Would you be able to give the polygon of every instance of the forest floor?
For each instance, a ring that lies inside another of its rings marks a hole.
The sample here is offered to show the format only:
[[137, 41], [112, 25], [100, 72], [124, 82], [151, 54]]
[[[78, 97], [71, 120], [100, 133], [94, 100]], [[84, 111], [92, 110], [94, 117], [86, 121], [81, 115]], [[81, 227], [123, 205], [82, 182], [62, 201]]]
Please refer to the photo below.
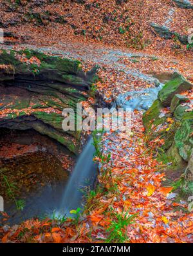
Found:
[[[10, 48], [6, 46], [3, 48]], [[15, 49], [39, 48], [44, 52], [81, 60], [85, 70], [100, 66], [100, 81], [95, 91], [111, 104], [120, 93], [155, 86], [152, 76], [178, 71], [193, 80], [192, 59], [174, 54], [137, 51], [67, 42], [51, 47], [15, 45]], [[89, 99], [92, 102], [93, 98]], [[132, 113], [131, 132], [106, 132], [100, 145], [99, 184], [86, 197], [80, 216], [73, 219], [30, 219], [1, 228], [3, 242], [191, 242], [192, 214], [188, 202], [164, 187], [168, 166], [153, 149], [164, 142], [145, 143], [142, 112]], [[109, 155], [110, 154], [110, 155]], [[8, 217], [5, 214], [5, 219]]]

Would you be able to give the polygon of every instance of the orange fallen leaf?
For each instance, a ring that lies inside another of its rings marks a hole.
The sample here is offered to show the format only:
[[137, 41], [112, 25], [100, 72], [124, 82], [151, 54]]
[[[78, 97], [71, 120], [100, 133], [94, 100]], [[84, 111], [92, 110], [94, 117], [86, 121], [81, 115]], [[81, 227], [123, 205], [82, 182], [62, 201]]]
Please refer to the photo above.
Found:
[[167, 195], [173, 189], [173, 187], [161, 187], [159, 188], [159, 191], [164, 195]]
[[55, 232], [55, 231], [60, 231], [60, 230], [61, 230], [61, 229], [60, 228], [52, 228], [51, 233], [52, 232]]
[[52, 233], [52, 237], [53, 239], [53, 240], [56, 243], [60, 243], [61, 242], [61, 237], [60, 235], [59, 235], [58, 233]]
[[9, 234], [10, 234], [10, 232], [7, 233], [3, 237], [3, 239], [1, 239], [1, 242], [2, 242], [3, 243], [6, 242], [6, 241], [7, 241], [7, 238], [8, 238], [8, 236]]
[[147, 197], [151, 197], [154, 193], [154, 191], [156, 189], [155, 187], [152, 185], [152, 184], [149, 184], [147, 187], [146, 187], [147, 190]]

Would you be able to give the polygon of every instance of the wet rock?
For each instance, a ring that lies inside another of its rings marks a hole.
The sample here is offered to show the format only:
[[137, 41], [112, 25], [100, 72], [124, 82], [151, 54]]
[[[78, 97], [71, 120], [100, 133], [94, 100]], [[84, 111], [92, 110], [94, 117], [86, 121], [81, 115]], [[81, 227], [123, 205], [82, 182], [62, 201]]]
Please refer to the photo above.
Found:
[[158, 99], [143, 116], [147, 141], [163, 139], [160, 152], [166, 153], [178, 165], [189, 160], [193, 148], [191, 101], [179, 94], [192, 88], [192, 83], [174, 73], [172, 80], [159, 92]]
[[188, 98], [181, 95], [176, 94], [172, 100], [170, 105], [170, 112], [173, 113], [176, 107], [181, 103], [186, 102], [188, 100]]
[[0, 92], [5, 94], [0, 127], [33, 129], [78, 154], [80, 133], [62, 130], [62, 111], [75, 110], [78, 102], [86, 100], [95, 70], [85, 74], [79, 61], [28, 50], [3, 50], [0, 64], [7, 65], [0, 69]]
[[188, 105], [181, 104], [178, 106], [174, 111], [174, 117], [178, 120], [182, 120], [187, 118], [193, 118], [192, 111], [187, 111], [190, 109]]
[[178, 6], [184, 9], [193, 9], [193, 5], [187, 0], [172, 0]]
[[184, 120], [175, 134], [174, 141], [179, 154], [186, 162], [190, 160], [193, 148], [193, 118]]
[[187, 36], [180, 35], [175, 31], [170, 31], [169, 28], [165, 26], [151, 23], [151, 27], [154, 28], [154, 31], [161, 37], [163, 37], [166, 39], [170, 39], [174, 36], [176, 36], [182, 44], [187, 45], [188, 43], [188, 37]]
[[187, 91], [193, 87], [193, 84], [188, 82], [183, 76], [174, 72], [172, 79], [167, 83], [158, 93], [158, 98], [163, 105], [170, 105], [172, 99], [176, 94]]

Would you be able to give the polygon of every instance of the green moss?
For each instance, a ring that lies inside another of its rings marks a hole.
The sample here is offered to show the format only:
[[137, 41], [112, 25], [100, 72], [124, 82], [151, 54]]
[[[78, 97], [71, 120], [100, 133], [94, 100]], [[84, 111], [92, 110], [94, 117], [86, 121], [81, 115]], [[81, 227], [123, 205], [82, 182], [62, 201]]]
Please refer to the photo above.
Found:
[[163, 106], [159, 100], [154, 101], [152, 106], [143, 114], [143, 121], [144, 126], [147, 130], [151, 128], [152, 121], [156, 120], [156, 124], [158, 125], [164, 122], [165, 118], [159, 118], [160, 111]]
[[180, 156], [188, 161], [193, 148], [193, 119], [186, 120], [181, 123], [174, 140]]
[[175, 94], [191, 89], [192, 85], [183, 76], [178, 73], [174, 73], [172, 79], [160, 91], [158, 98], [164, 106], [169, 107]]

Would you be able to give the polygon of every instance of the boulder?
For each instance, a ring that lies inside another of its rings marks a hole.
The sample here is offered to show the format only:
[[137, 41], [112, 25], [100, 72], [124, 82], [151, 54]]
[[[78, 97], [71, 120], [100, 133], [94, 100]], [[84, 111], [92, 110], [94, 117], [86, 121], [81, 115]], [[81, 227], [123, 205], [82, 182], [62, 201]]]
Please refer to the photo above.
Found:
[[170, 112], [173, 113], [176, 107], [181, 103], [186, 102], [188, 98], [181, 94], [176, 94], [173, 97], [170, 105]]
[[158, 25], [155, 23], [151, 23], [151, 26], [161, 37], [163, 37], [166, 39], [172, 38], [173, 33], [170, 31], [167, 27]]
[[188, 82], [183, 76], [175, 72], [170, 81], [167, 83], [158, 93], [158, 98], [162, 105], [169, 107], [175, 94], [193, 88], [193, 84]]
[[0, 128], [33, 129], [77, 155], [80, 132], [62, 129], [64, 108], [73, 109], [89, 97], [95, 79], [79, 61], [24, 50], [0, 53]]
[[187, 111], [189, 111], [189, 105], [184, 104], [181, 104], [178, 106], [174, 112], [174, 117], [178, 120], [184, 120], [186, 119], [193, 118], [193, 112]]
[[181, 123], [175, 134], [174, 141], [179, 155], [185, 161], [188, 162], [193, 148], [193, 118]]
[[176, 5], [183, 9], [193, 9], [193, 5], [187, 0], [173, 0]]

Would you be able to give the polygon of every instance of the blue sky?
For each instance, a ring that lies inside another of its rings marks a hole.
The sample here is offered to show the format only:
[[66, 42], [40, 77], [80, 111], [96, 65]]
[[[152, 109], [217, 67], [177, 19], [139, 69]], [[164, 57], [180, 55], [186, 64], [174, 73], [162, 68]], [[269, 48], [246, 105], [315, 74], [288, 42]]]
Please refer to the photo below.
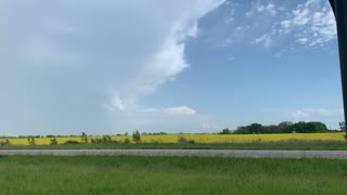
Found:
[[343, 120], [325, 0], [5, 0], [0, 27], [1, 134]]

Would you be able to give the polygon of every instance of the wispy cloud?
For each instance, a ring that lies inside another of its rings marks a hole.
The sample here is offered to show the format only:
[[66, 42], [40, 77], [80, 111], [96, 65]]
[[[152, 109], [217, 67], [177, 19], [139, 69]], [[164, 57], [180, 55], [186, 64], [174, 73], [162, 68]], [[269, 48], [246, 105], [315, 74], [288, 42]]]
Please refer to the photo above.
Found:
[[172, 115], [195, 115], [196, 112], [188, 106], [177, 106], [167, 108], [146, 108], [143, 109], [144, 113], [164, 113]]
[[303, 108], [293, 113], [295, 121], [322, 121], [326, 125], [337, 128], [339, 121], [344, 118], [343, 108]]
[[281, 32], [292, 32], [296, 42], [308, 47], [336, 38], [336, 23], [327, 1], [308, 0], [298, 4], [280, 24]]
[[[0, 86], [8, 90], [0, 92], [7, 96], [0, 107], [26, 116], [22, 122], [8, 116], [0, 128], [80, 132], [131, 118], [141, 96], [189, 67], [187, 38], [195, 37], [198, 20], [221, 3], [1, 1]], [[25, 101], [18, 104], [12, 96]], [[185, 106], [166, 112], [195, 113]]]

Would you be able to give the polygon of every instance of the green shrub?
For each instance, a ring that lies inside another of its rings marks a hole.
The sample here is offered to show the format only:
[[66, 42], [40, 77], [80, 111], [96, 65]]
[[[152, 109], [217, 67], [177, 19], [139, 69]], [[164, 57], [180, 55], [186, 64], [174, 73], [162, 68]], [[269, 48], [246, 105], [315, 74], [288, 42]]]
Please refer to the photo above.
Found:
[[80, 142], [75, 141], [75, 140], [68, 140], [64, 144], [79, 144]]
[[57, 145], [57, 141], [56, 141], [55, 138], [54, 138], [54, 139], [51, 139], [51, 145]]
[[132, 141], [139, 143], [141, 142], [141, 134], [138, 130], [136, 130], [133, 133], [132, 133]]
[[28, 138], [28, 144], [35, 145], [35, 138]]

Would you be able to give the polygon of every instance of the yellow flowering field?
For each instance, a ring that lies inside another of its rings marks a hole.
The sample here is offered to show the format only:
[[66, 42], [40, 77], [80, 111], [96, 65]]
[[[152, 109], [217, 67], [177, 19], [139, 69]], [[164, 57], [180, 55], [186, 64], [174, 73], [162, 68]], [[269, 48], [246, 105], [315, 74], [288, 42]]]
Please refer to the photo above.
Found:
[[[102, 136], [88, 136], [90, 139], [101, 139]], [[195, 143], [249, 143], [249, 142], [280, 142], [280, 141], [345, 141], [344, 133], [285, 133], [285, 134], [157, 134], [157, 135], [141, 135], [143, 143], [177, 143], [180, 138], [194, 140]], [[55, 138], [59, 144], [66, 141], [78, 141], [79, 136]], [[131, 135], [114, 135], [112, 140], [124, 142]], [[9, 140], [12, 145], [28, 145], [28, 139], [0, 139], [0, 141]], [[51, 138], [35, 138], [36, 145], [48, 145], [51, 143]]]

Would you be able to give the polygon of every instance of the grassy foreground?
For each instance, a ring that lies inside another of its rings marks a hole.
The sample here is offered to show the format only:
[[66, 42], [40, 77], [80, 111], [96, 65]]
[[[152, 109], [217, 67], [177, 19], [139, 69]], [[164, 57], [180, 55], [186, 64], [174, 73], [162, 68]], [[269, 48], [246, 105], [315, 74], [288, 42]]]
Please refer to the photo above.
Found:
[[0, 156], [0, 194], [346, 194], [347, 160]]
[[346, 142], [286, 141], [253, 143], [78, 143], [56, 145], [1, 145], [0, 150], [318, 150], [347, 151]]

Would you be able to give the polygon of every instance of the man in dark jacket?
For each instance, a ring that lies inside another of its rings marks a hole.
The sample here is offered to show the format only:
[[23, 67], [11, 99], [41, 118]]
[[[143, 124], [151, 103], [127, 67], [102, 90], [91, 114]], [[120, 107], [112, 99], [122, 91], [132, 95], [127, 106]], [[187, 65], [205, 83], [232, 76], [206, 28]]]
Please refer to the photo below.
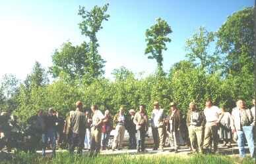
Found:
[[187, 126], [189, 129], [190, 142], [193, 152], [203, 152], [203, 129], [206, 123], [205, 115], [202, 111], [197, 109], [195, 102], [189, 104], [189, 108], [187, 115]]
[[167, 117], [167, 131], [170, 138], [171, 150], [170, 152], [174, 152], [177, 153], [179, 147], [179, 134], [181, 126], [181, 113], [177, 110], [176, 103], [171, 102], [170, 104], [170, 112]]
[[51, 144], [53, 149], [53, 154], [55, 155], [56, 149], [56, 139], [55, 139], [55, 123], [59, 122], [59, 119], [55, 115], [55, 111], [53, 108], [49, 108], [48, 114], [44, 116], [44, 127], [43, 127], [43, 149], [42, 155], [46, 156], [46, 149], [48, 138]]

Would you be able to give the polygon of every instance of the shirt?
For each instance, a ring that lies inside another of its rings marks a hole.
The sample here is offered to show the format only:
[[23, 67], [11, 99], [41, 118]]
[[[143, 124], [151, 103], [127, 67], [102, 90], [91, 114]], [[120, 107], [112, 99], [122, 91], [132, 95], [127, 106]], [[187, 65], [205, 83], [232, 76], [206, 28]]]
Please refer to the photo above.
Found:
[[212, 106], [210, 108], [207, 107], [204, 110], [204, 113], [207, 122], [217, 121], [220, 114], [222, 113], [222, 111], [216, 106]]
****************************************
Turn the lines from the one containing "the blue sky?" through the one containing "112], [195, 113]]]" into a JSON list of strings, one string per line, with blank lines left out. Leave the pictures out of the answer.

→ **The result**:
[
  "Would you be able to give the polygon of every instance of the blue sky?",
  "For each instance, a ring that lies inside another of its rings marks a hole.",
  "The sample here is offered to show the format only:",
  "[[66, 42], [40, 77], [80, 111], [96, 65]]",
  "[[[152, 109], [217, 67], [177, 19], [139, 69]], [[164, 57], [180, 55], [186, 64], [174, 73], [162, 68]], [[269, 48], [246, 105], [315, 74], [288, 42]]]",
  "Please refer to the photo below.",
  "Found:",
  "[[343, 120], [325, 0], [5, 0], [0, 27], [1, 134]]",
  "Would you be able to give the polygon of every instance of the wispy cloud?",
  "For each instance, a ring that lies inside another of its rings marks a hole.",
  "The sample here is offered to show the format only:",
  "[[66, 42], [40, 77], [80, 111], [96, 65]]",
  "[[[152, 109], [217, 67], [177, 19], [139, 69]], [[164, 57], [180, 55], [186, 64], [174, 73], [162, 68]], [[269, 48], [246, 105], [315, 74], [288, 42]]]",
  "Please refer to the photo above.",
  "Found:",
  "[[172, 115], [195, 115], [196, 112], [188, 106], [177, 106], [167, 108], [146, 108], [143, 109], [144, 113], [164, 113]]",
  "[[303, 108], [293, 113], [295, 121], [322, 121], [326, 125], [337, 128], [339, 121], [344, 118], [343, 108]]",
  "[[281, 32], [292, 32], [296, 42], [308, 47], [336, 38], [336, 23], [327, 1], [308, 0], [298, 4], [280, 24]]",
  "[[[0, 86], [8, 90], [0, 92], [7, 96], [0, 107], [26, 116], [22, 122], [8, 116], [0, 128], [80, 132], [131, 118], [141, 96], [189, 67], [187, 38], [195, 37], [198, 20], [221, 3], [1, 1]], [[25, 101], [18, 104], [12, 96]], [[185, 106], [166, 112], [195, 113]]]"
]